**Requirement:**
Pictures are to be left out, and every entry repeated exactly.

**Given records:**
+ + + + +

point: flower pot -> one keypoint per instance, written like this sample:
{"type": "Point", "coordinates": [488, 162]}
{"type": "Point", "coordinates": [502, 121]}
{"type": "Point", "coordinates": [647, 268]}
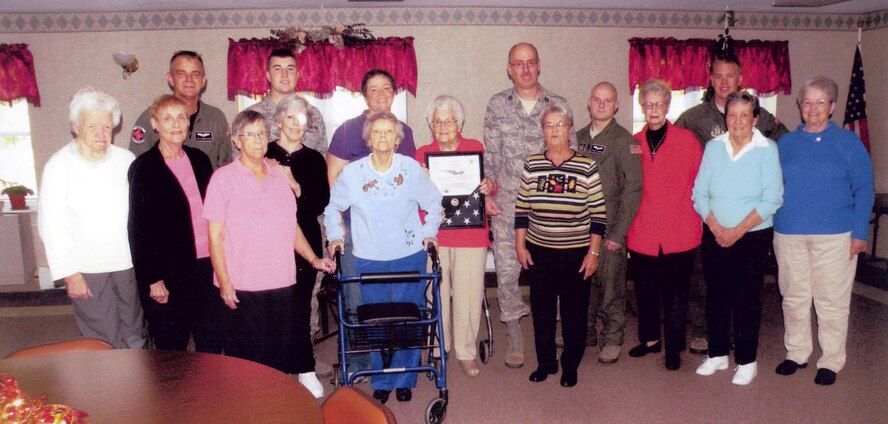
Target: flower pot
{"type": "Point", "coordinates": [17, 201]}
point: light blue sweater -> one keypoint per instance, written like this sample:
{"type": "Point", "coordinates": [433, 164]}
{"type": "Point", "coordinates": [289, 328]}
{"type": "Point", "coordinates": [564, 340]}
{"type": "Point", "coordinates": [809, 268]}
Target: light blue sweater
{"type": "Point", "coordinates": [731, 188]}
{"type": "Point", "coordinates": [385, 221]}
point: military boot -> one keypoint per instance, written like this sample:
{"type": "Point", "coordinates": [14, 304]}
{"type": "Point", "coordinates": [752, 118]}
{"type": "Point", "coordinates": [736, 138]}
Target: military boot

+ + + + +

**Problem solution:**
point: flower pot -> one keypoint per instance, written like this sample:
{"type": "Point", "coordinates": [488, 162]}
{"type": "Point", "coordinates": [502, 121]}
{"type": "Point", "coordinates": [647, 268]}
Target: flower pot
{"type": "Point", "coordinates": [17, 201]}
point: light blue sweater -> one keypoint per instance, written like this sample:
{"type": "Point", "coordinates": [433, 164]}
{"type": "Point", "coordinates": [289, 328]}
{"type": "Point", "coordinates": [564, 340]}
{"type": "Point", "coordinates": [809, 268]}
Target: light blue sweater
{"type": "Point", "coordinates": [731, 188]}
{"type": "Point", "coordinates": [385, 221]}
point: military boot -> one keypoint per instance, written like this sample:
{"type": "Point", "coordinates": [14, 304]}
{"type": "Point", "coordinates": [752, 118]}
{"type": "Point", "coordinates": [736, 138]}
Target: military boot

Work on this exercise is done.